◆ Page excerpt:
##############################

Also known as the Whisper in the Bronze, Brigh communicates with her followers like a mentor or a learned professor, dispensing advice, proofs, and data to push the limits of her audience’s understanding and inspire greater and more impressive creations. She is distant even with her own worshipers, as she doesn’t like to show favoritism. Many of her worshipers prefer the company of tools and machines to other living beings, however, and thus don’t consider this aloofness unusual. Brigh and her church understand physical and emotional needs such as food, sex, and friendship, but think people shouldn’t make such base needs their top priorities.
Typical worshipers of Brigh are experts who craft with their hands, especially blacksmiths, gemcutters, jewelers, inventors, and toymakers. Some alchemists more interested in pure research than the practicality of their inventions revere her, and their experimentation yields many novel items, including the occasional useful one. Inventors who pray to her see her as the personification of their art.
The Whisper in the Bronze is a patron of all invention, even destructive devices, for a dangerous tool can still be used for creative purposes. Her church opposes destroying information, which sets back the advancement of technology for everyone. Her priests often seek out and rescue notes, records, and journals that might otherwise be eradicated by fearful enemies of a dangerous inventor. If a person’s research leads in a direction believed to be dangerous or immoral, however, that person is free to stop pursuing it. The inventor is then expected to share why he stopped and inform others of potential consequences.
In art, Brigh is typically depicted in her living or her clockwork form, though she is sometimes represented by a bronze mask hovering in place. Gnome artists depict her proportioned like a gnome instead of a human, with long eyebrows and hair made of multicolored metallic wires. 
Worship services mix bells, the sounds of music boxes, and the recitation of formulae (such as the inverse relation between gas volume, pressure, and temperature, or the quantities of metals in a salt bath needed to produce electricity). Offerings are made to the goddess during these ceremonies and usually consist of highly refined oils, rare materials, well-used tools, and demonstrations of new inventions.
Brigh has little interest in mortal marriage or families. However, she recognizes that her worshipers may need such things, and that talent for intellect and invention are often inherited, so if a mortal wants to devote energy to such matters, she accepts this. Even offspring with no talent for study can be useful for cleaning work areas, taking dictation, transcribing notes, or performing grunt labor—assuming they are old enough not to endanger themselves or the experiment.
Most of her worshipers are humans, but she also has gnome, half-elven, and half-orc followers. Many intelligent constructs consider her their patron god.

##############################

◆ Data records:
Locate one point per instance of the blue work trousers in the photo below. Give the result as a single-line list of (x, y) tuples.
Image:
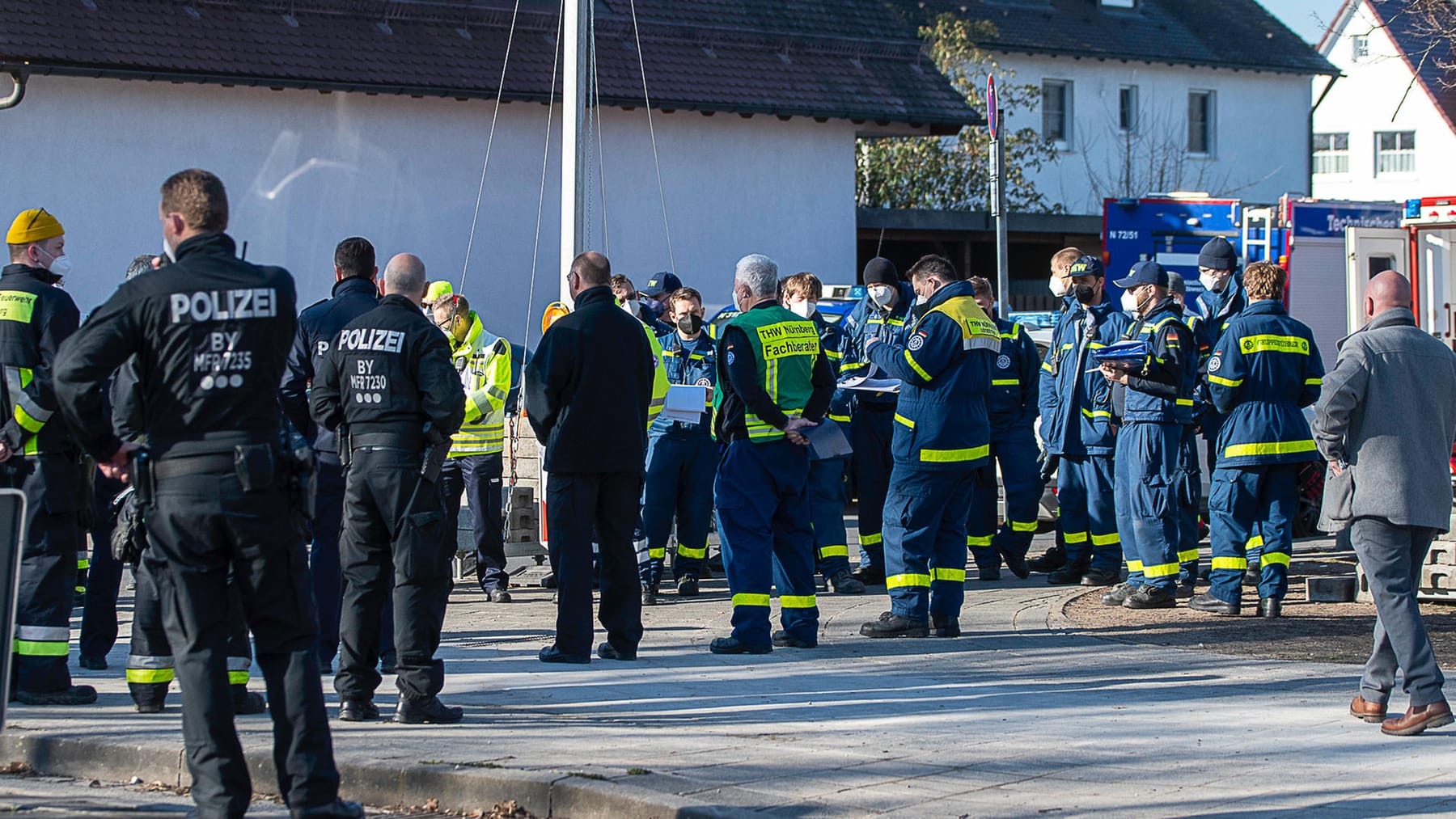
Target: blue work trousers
[(764, 515), (1088, 513), (827, 514), (1251, 513), (870, 435), (1015, 450), (925, 540), (1190, 492), (679, 482), (1148, 460)]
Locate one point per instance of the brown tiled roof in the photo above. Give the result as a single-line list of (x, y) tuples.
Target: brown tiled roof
[(832, 58)]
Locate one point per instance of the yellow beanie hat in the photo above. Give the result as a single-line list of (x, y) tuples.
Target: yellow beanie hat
[(34, 226)]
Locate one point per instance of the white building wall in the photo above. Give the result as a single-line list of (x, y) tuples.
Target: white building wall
[(1372, 98), (1259, 141), (306, 169)]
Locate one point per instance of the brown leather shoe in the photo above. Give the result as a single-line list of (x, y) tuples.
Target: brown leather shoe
[(1419, 719), (1366, 710)]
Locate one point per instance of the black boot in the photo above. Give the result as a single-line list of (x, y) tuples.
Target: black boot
[(891, 624)]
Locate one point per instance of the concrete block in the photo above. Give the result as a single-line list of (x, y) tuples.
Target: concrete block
[(1331, 589)]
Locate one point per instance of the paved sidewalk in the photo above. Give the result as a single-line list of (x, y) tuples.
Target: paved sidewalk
[(1018, 717)]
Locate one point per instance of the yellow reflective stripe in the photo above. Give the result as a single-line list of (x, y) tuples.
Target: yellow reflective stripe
[(954, 456), (1270, 449), (1274, 344), (150, 675), (908, 580), (41, 648), (916, 367), (1161, 571)]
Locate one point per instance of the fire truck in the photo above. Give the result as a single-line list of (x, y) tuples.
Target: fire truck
[(1315, 240)]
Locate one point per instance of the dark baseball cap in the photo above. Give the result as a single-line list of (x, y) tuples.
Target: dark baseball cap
[(1086, 267), (1145, 272), (662, 282)]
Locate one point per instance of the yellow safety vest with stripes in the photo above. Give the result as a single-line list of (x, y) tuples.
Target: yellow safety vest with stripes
[(484, 362)]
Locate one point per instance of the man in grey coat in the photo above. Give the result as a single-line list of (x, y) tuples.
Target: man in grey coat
[(1390, 485)]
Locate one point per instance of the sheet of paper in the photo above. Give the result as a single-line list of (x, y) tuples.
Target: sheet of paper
[(684, 403), (871, 384), (829, 440)]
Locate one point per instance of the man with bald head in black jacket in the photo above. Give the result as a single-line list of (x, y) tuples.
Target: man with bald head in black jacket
[(591, 373)]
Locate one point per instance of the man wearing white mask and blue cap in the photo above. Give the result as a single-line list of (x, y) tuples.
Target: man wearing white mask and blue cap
[(1153, 400)]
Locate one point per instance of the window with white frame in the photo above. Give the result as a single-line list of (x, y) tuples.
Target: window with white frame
[(1128, 108), (1331, 153), (1394, 152), (1056, 112), (1200, 123)]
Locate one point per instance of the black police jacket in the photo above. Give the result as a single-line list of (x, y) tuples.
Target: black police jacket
[(210, 335), (389, 369), (318, 326), (589, 387), (36, 318)]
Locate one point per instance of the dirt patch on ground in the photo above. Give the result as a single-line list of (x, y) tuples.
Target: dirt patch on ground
[(1318, 631)]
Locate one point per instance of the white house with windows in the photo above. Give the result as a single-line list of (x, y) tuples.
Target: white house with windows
[(1157, 95), (1386, 127)]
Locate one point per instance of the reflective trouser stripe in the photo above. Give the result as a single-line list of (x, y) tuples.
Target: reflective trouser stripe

##############################

◆ Task statement:
From the passage about Brigh, return the text from "Brigh has little" to "their patron god.", copied word for word.

◆ Task result:
Brigh has little interest in mortal marriage or families. However, she recognizes that her worshipers may need such things, and that talent for intellect and invention are often inherited, so if a mortal wants to devote energy to such matters, she accepts this. Even offspring with no talent for study can be useful for cleaning work areas, taking dictation, transcribing notes, or performing grunt labor—assuming they are old enough not to endanger themselves or the experiment.
Most of her worshipers are humans, but she also has gnome, half-elven, and half-orc followers. Many intelligent constructs consider her their patron god.